▶ [Text provided]:
....

Explainer | The secret to pain-free knees this running season: avoid high-impact sports, work on quad strength and always warm up thoroughly, doctors say
- The knee joint is complex and prone to injury, but running keeps it healthy and lowers the risk of osteoarthritis; marathon training can even repair some damage
- Doctors say losing excess weight, doing quadriceps-strengthening exercises and warming up well before every run will help keep your knees pain-free
As the running season gets going again in subtropical Asia after a pandemic-induced hiatus – the Hong Kong Standard Chartered Marathon and Moontrekker events are back in October, though with a smaller field for the first, and in a virtual format for the second – it’s time to resolve a common misconception: that pounding the roads and trails is bad for the knees.
Of the 360 joints in the human body, the knee is the largest and the most complex. Our knees allow for efficient walking and enable us to lift and lower our body. They help keep us upright while bearing much of our body weight.

....

▶ [Exercise data]:
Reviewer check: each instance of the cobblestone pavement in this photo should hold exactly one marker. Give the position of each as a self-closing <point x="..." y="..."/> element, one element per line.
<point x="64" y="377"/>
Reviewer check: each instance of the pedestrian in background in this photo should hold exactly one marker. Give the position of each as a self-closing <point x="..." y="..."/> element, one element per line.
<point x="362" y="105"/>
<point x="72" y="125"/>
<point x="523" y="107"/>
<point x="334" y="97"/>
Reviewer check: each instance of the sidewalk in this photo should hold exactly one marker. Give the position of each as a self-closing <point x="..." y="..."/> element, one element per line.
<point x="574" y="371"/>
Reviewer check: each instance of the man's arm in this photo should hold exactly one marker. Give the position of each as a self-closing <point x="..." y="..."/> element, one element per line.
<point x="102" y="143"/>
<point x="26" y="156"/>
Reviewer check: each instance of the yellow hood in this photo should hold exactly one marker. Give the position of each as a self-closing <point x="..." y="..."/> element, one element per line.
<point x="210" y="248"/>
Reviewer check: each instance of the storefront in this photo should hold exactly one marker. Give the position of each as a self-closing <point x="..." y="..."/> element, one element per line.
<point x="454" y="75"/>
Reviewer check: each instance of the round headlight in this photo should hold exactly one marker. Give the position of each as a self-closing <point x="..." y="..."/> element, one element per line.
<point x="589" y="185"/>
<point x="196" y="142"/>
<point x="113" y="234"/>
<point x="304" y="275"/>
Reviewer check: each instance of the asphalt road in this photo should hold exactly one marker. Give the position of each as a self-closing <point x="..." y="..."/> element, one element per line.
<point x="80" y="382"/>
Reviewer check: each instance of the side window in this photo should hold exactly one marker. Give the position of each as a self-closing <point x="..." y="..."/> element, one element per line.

....

▶ [Assignment 1]:
In the article on running and knee health, which two running events are said to be returning in October?
▶ [Assignment 2]:
Write the next part of the article on running and knee health, picking up after its last sentence.

▶ [Exercise answer 1]:
The Hong Kong Standard Chartered Marathon and Moontrekker.

▶ [Exercise answer 2]:
The joint’s components include bones, muscles, cartilage, ligaments and tendons. The four major bones involved are the thigh bone (femur), the shin bones (tibia and fibula) and kneecap (patella).
The kneecap is lined by the body’s thickest layer of cartilage, and is also our biggest “sesamoid” bone, meaning it is not attached to another bone by a true joint.
It is also unusual in that we are not born with kneecaps. From birth, it takes about three years for them to fully develop. Like our fingerprints, everyone’s kneecaps are unique.